Show all the lines in the data below that include the word "every".

---------- Supplied records

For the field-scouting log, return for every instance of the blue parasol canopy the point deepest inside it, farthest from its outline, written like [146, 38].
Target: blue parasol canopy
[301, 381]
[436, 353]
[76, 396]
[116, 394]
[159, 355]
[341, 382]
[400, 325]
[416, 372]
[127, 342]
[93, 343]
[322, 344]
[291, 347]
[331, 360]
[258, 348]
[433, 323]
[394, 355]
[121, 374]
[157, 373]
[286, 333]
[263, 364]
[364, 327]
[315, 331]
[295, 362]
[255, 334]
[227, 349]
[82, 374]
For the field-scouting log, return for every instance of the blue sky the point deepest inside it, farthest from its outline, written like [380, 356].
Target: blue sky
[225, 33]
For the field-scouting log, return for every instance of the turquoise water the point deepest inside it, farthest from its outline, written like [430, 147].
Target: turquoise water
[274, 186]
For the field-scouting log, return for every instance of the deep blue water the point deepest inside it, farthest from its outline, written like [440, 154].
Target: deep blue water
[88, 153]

--------------------

Your solution -
For the field-scouting log, return for every instance of the blue parasol canopy the point deepest inside it, farthest from its outline, written like [146, 38].
For the field-scouting log, return for every instance of the blue sky the point deepest inside it, farthest from its outline, written like [380, 356].
For the field-scouting log, return for every instance of the turquoise water the point deepest inside it, farthest from its outline, written like [430, 147].
For the field-scouting log, return for every instance of the deep blue water the point deepest inside it, farthest from its outline, written like [440, 154].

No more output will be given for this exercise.